(Text to read):
....
With Resolution 589/2017/R/gas the ARERA confirmed this level for the remaining part of the regulatory
period. Such changes to the regulatory framework in force could have negative effects on the Snam Group's
operations, results, balance sheet and cash flow .
Abroad, protections from market risk are offered by French regulations and by long-term contracts of TAP,
IUK (which expired in September 2018) and Austria (differentiated expiries for TAG and GAS Connect
Austria starting from 2023); in Austria and the United Kingdom (with respect to Interconnector), after the
expiration of the long-term contracts, regulations do not guarantee coverage of volume risk.
Risk of climate change
Compliance with greenhouse gas regulations in the future may require Snam to adjust its facilities, and to
control or limit its emissions or undertake other actions that could increase the costs of complying with the
regulations in force, and therefore have negative effects on the Snam Group's operations, results, balance
sheet and cash flow.
....
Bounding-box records
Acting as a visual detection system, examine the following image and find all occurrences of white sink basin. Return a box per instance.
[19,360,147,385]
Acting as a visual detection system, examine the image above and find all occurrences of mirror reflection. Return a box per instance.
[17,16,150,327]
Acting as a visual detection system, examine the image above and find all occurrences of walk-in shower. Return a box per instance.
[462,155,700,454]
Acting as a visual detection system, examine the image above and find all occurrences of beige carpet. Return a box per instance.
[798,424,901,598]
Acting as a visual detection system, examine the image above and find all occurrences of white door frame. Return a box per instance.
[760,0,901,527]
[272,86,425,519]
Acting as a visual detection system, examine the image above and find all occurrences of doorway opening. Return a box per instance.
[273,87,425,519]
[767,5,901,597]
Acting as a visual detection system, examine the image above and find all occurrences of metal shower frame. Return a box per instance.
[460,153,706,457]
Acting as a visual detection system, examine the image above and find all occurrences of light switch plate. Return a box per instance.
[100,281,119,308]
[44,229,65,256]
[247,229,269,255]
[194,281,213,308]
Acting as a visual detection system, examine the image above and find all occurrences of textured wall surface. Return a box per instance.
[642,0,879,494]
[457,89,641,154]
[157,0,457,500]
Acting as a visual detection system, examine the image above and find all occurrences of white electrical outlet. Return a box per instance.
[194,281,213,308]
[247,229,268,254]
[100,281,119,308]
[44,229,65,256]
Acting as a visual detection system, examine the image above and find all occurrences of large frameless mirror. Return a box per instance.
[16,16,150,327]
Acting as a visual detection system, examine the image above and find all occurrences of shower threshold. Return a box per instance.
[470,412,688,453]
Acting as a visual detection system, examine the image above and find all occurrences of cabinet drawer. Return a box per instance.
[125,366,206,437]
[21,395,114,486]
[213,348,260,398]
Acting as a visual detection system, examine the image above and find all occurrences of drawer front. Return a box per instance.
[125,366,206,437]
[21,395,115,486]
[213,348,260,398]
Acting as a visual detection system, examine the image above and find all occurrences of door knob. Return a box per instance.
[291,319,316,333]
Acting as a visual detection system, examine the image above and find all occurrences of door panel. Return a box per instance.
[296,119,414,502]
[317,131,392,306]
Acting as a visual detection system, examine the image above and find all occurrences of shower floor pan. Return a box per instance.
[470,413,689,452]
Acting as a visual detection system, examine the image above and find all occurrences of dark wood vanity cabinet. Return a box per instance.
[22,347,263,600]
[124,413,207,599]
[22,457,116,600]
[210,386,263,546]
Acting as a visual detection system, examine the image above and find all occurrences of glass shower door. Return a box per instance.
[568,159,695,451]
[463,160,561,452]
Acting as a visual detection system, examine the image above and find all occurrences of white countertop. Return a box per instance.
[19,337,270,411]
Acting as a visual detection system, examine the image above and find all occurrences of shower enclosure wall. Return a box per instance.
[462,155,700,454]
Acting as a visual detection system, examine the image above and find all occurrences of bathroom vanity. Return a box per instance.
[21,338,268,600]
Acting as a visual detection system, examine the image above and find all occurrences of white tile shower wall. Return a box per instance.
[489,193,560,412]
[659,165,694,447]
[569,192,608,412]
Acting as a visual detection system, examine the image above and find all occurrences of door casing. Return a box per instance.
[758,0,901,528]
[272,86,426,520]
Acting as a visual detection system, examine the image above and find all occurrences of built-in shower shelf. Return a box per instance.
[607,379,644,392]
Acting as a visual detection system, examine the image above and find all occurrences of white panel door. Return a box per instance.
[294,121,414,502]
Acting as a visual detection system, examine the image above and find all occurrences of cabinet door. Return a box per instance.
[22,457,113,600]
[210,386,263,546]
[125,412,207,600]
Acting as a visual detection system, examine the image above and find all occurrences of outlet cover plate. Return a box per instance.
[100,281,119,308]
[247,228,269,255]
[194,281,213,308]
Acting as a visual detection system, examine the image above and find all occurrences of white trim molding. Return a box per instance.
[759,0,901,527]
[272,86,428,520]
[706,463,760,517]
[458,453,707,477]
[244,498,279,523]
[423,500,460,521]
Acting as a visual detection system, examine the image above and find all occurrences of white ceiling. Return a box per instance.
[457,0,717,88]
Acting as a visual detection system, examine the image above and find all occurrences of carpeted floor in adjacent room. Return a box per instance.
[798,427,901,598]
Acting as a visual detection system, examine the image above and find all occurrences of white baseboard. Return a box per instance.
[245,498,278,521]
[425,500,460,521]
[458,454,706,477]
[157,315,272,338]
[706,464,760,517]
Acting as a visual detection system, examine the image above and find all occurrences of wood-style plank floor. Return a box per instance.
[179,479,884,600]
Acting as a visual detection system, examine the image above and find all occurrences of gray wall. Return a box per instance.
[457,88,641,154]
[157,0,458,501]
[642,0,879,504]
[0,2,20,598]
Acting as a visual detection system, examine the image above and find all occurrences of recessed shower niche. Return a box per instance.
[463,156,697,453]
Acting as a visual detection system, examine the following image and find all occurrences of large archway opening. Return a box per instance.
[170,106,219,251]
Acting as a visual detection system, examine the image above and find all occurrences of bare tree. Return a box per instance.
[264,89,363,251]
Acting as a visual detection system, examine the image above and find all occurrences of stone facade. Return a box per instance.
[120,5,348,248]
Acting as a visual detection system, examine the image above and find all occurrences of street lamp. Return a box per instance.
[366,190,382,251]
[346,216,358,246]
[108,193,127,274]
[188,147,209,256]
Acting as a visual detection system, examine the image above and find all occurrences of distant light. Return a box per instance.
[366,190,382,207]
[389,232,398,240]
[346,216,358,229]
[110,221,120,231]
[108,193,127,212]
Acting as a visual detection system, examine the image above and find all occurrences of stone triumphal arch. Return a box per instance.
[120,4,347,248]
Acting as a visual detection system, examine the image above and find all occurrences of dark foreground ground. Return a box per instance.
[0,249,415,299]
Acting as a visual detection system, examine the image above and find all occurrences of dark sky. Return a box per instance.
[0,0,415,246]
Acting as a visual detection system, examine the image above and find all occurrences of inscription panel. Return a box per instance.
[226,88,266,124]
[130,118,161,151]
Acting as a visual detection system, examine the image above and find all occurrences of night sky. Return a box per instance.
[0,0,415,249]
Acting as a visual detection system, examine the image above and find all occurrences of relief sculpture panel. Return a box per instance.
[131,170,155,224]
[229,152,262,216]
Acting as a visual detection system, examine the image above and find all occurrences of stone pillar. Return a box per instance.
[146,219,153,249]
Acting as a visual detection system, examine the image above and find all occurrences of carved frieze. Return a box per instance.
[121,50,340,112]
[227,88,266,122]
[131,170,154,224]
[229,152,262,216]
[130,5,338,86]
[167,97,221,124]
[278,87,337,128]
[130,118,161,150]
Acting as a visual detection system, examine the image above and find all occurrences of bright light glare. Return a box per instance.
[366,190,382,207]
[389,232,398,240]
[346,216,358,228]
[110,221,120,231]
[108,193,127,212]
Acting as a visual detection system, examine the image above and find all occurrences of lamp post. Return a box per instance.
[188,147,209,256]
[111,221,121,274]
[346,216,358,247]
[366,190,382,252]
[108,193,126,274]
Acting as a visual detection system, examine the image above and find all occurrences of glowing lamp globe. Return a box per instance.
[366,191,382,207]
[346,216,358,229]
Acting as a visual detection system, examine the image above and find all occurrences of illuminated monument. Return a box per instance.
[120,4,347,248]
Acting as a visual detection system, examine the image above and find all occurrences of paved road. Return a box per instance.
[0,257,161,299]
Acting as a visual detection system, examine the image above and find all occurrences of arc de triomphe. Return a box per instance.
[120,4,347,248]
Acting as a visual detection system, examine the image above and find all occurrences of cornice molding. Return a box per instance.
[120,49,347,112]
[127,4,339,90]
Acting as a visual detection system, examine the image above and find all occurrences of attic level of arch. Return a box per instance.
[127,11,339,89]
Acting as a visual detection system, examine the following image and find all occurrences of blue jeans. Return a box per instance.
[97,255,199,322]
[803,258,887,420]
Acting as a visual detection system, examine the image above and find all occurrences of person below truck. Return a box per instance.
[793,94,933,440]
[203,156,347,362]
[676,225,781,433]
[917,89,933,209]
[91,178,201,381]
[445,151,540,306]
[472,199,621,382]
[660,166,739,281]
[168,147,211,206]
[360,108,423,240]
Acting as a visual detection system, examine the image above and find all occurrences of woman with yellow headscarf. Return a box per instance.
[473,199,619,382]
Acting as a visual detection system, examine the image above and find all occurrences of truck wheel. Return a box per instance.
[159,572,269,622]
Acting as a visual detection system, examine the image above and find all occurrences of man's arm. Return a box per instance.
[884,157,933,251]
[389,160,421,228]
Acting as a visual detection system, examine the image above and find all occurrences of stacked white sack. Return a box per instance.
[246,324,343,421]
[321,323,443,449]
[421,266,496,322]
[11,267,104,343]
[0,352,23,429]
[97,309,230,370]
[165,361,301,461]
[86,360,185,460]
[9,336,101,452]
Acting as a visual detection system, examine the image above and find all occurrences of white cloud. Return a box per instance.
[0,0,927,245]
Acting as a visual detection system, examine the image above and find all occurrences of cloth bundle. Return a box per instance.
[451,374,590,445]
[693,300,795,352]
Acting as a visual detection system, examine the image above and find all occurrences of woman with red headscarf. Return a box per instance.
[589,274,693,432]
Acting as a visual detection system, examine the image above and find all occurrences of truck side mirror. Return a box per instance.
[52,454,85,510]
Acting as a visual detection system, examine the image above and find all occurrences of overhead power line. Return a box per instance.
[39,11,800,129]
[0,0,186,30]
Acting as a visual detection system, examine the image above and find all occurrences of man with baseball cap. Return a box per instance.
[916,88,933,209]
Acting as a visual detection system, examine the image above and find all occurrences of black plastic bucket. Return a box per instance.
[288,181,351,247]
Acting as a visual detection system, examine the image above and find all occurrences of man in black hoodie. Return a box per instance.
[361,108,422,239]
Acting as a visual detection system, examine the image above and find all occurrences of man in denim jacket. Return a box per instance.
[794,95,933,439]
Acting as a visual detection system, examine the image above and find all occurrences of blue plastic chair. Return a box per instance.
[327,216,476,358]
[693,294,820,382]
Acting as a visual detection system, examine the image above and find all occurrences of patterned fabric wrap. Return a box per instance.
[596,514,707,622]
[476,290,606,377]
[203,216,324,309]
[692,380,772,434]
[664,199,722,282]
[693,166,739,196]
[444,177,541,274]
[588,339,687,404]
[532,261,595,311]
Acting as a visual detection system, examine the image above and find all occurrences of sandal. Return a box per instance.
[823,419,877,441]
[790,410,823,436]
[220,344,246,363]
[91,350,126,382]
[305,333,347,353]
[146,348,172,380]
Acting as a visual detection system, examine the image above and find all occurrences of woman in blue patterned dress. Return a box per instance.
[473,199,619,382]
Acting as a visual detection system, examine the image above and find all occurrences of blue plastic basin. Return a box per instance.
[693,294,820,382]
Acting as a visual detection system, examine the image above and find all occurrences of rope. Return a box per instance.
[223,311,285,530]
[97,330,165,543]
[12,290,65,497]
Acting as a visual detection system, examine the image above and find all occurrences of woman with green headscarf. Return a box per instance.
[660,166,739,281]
....
(Job 1): In the Snam risk disclosure, when did the IUK long-term contracts expire?
(Job 2): Summarize the Snam risk disclosure in two sentences.
(Job 3): Write a continuation of the Snam risk disclosure, starting after its final sentence.
These records were drawn from a separate source.

(Task output 1): September 2018.

(Task output 2): Changes to the regulatory framework could hurt the Snam Group's operations, results, balance sheet and cash flow. Abroad, French regulations and certain long-term contracts offer protection from market risk, while future greenhouse gas rules may force Snam to adjust facilities or limit emissions at added cost.

(Task output 3):
The risks connected with the emissions market fall within the scope of the European Union directives on the
sale of permits relating to carbon dioxide emissions and the rules on controlling emissions of certain
atmospheric pollutants. With the start of the third period of the EU emissions trading system and of regulation
(2013 - 2020), the updating of the sector regulations has had as its main objective the authorisations for
emitting greenhouse gases and a constant reduction of the quotas on emissions released free of charge. The
allowances will be assigned to each plant on a gradually decreasing basis, and will no longer be constant, and
will also depend on the actual functionality of the plants. The ongoing further development of European
legislation could lead to identifying new ways of managing the necessary quotas, in particular through
possible reward mechanisms, to be agreed with ARERA, for the reduction of emissions from owned plants.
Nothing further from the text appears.